Andy Warhol

Self-Portrait

1986

Not on display

Artist
Andy Warhol 1928–1987
Medium
Acrylic paint and screenprint on canvas
Dimensions
Support: 2032 × 2032 mm
Collection
Tate
Acquisition
Presented by Janet Wolfson de Botton 1996
Reference
T07146

Summary

Self-Portrait is an acrylic paint and screenprint work on canvas by the American artist Andy Warhol. It is a large portrait of Warhol and employs an arresting colour scheme in which the artist’s vivid red head floats against an empty black background. The artist’s neck, shoulders and torso have been excluded from the portrait, focussing the attention on his face, expression and hair. Warhol stares directly out at the viewer with an intense gaze, his lips slightly parted and his expression blank. The most animated part of the portrait is the artist’s hair, which sweeps strikingly across the canvas in a strong, diagonal movement from the top-left corner down towards the lower-right.

[Extracted information]
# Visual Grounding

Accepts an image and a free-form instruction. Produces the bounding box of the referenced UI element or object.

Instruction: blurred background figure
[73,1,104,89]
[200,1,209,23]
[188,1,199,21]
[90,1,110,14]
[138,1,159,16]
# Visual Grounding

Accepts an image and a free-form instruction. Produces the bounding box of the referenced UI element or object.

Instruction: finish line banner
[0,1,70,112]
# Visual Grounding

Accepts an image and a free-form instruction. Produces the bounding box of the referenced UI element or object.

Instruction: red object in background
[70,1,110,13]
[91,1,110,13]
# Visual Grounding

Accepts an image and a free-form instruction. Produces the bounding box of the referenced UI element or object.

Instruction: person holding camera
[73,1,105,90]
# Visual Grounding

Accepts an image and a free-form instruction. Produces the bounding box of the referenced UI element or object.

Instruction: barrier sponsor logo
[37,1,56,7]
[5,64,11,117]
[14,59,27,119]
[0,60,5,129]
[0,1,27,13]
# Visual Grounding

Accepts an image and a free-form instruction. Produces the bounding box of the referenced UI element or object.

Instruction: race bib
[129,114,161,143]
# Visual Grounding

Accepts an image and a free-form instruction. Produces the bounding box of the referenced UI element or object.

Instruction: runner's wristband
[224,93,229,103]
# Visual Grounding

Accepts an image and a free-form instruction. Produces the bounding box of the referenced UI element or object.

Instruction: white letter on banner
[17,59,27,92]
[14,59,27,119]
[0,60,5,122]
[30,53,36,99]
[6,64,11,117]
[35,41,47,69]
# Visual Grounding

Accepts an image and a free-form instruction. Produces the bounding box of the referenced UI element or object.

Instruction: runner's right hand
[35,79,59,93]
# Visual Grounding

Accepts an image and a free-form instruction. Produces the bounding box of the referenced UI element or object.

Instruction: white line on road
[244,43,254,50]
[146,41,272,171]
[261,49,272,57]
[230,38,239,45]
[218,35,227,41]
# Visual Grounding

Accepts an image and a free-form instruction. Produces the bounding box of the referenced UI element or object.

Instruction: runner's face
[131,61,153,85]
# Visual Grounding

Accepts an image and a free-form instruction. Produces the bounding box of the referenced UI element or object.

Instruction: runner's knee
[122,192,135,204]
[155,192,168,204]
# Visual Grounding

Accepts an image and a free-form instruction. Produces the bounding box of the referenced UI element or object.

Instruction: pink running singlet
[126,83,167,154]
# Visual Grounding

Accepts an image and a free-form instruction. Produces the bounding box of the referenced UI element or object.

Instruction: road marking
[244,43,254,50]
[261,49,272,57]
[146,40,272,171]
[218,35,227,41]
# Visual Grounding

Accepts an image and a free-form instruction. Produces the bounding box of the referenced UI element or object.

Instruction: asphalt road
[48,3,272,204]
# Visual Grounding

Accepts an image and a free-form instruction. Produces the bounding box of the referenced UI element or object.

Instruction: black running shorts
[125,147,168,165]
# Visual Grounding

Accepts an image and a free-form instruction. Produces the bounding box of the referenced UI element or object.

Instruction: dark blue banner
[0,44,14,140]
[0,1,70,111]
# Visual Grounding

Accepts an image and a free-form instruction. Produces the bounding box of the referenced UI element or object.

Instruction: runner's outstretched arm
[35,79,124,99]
* * *
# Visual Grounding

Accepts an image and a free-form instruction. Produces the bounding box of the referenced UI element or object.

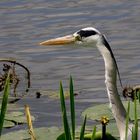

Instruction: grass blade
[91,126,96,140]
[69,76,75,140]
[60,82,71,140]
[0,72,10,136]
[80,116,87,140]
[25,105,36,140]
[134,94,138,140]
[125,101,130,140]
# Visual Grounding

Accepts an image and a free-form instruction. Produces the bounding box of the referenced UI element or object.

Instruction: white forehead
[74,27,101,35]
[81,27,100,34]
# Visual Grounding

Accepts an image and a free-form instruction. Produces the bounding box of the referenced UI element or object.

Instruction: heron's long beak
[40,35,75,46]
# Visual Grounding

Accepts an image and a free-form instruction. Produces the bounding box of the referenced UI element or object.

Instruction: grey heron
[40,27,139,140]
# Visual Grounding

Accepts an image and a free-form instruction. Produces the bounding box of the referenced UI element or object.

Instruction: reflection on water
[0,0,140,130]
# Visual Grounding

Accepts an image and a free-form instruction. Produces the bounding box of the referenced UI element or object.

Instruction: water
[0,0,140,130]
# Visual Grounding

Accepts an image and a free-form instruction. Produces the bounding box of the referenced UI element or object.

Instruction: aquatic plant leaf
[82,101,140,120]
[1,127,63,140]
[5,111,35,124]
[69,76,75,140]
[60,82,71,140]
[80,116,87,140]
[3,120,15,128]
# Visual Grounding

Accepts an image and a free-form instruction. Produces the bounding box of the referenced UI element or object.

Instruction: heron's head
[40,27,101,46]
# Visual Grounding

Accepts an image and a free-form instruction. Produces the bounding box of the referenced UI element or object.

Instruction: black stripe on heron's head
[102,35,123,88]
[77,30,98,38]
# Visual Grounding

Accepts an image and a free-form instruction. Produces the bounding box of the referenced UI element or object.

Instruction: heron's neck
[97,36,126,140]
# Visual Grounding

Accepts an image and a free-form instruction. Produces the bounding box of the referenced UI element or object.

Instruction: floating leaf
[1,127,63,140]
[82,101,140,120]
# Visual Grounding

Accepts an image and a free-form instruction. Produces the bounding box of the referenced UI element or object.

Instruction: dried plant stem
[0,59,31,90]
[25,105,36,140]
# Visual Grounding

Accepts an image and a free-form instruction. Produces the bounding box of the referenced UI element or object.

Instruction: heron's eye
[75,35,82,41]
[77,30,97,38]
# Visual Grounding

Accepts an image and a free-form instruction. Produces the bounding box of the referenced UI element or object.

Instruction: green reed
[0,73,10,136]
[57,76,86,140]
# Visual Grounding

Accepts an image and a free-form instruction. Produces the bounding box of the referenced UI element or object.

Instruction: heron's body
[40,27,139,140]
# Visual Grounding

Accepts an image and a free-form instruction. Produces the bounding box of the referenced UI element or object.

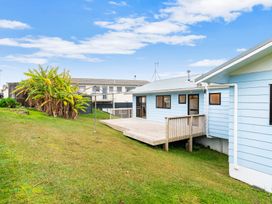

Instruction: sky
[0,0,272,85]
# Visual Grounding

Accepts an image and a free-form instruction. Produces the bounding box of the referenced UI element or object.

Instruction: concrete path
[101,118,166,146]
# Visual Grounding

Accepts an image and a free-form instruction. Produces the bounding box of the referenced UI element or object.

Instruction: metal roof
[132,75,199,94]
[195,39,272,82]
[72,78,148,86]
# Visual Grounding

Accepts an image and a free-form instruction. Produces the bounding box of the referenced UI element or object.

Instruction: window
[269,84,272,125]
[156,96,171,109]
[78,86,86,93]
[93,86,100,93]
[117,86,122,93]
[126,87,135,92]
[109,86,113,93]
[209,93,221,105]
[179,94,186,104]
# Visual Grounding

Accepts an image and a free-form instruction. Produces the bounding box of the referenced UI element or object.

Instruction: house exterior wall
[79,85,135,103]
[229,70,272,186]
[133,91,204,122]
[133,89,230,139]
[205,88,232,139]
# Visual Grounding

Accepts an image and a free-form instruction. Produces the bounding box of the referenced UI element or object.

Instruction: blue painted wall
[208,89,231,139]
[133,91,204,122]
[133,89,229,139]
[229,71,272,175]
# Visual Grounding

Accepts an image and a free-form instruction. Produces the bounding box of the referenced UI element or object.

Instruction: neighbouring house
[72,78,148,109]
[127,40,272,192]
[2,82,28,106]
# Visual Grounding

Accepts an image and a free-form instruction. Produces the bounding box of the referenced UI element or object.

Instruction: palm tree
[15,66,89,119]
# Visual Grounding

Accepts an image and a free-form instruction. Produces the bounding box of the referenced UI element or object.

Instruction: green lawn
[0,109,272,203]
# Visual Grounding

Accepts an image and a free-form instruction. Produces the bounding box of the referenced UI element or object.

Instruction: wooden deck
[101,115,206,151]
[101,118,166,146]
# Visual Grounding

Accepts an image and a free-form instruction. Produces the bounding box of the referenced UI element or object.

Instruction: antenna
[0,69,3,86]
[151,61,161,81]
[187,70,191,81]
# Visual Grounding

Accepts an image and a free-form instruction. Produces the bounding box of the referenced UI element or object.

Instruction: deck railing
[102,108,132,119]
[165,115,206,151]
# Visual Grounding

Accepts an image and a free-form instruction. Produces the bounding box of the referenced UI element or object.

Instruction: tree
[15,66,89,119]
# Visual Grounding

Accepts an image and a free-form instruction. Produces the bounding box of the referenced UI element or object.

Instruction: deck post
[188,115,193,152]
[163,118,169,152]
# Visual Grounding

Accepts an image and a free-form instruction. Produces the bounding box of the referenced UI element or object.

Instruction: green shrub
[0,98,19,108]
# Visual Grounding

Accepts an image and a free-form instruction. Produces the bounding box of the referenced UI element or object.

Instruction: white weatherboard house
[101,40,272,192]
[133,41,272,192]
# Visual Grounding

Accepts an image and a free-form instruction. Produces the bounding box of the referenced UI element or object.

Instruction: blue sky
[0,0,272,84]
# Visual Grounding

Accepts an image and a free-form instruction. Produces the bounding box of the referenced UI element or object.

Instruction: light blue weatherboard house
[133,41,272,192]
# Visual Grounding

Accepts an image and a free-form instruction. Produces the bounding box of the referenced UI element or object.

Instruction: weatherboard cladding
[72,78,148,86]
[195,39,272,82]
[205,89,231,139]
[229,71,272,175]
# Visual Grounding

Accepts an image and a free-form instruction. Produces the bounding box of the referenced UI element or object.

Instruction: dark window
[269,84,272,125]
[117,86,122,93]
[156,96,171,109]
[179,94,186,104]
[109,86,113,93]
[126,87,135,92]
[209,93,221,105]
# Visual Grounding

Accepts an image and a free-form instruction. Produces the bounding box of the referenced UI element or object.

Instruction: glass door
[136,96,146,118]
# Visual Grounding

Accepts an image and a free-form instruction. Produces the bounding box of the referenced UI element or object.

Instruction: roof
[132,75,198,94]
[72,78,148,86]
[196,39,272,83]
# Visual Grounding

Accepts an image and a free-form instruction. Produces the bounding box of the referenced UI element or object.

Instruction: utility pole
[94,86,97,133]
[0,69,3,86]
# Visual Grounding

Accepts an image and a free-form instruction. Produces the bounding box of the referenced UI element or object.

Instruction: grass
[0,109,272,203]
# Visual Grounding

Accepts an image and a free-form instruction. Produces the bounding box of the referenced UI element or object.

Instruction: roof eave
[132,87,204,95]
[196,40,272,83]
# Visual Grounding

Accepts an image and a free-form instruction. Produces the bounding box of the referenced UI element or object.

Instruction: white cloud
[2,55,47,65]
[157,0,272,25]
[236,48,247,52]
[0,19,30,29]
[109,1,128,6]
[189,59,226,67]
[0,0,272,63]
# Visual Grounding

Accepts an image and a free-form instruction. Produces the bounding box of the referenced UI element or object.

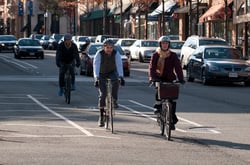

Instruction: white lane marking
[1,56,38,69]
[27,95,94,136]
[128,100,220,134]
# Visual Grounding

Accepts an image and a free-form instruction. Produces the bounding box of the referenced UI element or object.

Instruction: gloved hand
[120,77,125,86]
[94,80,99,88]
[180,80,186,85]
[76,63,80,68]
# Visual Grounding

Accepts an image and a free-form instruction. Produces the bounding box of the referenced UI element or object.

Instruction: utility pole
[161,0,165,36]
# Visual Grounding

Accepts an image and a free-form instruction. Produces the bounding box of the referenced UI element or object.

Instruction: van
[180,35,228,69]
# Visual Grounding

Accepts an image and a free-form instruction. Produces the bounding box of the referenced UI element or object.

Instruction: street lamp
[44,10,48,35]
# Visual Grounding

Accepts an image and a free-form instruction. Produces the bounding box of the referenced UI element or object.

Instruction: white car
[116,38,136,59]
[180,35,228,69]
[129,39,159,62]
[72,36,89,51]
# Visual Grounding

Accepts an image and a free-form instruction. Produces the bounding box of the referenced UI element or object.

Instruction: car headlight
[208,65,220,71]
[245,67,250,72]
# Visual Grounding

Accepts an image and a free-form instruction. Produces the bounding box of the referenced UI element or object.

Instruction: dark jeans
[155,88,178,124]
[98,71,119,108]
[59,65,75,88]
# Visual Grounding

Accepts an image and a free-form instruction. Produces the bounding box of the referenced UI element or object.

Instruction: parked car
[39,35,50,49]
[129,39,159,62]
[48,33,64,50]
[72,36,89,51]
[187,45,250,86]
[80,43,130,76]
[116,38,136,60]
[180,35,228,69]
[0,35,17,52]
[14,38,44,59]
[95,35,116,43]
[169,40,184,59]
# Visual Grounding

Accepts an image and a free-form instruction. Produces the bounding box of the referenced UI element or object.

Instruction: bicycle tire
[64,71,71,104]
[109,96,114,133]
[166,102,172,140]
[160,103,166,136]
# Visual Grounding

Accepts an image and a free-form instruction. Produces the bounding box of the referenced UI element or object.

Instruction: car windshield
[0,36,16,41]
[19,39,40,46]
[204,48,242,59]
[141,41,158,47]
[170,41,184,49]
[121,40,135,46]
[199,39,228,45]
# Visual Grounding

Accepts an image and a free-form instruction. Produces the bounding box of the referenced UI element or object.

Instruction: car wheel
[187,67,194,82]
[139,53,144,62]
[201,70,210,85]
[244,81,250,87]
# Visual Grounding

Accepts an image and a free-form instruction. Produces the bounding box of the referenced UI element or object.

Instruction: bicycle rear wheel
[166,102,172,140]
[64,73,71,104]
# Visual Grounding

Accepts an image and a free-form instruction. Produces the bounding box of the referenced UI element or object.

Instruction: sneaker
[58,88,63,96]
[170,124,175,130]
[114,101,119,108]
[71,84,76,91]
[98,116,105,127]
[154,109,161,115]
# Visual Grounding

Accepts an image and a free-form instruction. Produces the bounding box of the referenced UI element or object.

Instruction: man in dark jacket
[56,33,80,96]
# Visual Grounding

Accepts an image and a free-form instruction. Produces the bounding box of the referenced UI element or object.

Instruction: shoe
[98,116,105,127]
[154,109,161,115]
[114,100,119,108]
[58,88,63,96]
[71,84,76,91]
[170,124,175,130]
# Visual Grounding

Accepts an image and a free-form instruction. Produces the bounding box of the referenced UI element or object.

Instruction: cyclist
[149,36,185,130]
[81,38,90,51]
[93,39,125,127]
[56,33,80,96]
---
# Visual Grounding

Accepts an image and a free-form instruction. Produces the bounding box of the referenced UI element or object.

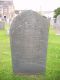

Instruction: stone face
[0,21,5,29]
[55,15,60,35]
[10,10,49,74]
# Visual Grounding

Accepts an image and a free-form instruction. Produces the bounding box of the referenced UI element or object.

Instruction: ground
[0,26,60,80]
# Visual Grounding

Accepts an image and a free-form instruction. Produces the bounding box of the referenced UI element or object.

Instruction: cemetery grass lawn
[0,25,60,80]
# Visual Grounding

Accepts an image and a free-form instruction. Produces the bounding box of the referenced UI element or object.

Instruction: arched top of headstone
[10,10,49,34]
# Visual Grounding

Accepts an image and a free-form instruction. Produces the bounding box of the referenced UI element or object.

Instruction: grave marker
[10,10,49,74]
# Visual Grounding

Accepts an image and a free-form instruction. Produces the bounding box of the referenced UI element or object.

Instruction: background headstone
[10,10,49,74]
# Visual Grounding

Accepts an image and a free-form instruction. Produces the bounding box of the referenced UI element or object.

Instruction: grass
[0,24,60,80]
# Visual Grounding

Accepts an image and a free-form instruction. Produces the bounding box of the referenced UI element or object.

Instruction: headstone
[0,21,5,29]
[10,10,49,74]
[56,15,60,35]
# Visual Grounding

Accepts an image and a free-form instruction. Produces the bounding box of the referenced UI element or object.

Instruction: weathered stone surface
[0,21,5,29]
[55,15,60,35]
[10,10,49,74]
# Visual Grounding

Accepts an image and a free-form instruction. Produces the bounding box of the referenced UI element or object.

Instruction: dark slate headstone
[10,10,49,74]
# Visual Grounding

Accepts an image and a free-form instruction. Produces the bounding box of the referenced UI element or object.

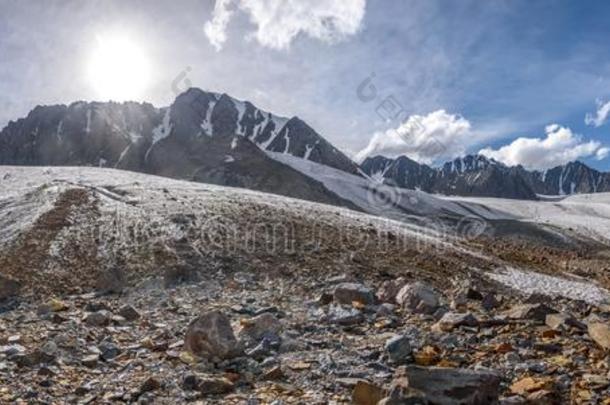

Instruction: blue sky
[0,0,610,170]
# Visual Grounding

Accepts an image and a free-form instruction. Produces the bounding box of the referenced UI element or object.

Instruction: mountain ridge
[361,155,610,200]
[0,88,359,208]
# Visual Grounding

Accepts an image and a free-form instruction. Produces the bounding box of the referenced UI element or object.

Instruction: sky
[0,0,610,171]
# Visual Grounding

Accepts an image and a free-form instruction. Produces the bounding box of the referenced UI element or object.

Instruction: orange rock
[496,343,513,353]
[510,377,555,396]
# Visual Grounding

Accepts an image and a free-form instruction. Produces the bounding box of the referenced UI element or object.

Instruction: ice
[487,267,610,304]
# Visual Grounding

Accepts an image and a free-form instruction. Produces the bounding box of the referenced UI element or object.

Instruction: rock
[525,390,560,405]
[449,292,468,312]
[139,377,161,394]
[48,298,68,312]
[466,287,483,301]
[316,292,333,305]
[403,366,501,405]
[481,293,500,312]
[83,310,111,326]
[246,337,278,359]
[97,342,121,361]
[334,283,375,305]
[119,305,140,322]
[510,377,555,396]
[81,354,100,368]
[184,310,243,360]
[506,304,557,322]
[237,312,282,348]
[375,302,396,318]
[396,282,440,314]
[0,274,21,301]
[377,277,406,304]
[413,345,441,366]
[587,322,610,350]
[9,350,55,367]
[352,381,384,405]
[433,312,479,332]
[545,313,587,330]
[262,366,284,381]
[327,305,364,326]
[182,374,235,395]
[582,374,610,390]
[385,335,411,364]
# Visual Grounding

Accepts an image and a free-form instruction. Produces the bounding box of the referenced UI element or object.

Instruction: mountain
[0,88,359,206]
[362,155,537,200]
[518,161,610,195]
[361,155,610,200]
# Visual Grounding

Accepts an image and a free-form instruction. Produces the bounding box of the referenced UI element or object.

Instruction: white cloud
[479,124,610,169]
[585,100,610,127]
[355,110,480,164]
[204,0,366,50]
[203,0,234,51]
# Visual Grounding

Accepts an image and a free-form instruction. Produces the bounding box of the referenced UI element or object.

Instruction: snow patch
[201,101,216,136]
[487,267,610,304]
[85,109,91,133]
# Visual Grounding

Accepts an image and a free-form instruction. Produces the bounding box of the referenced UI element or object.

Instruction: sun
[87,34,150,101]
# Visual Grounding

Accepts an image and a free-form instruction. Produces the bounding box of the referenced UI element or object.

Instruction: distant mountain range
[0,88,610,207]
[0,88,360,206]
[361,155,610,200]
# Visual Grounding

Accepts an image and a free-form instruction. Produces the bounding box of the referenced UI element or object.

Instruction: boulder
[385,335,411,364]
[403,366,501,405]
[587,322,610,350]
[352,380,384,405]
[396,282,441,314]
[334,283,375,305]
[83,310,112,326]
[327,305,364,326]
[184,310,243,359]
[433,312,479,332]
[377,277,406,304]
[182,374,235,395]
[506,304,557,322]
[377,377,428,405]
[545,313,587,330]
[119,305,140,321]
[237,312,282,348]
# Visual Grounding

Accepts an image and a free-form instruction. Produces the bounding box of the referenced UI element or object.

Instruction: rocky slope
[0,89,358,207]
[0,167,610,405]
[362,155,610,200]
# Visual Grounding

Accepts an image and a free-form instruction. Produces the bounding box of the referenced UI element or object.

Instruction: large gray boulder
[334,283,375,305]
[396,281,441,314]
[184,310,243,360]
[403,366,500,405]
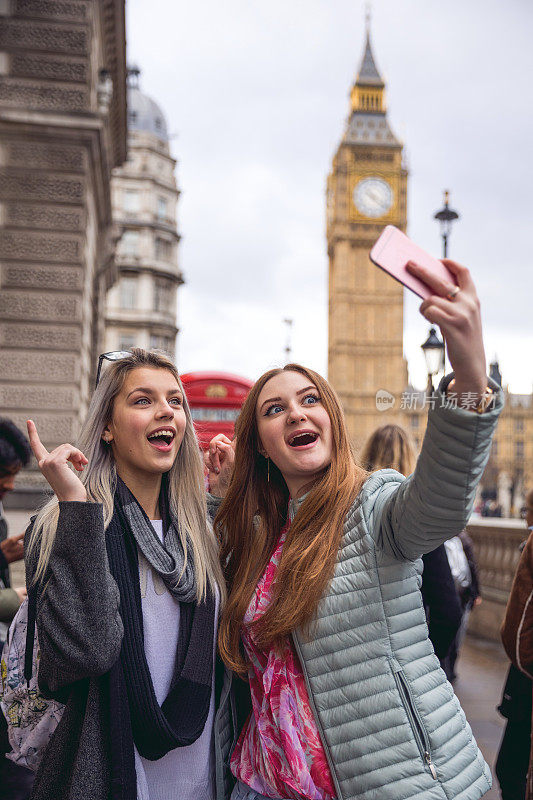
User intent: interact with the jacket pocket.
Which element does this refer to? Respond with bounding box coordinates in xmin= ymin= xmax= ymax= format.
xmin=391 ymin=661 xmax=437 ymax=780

[Problem statement]
In the entry on Warhol's Self-Portrait, who presented the work to Tate, and in which year? The listing above was drawn from a separate source that is unrelated to the Warhol entry.

[Reply]
Janet Wolfson de Botton presented it in 1996.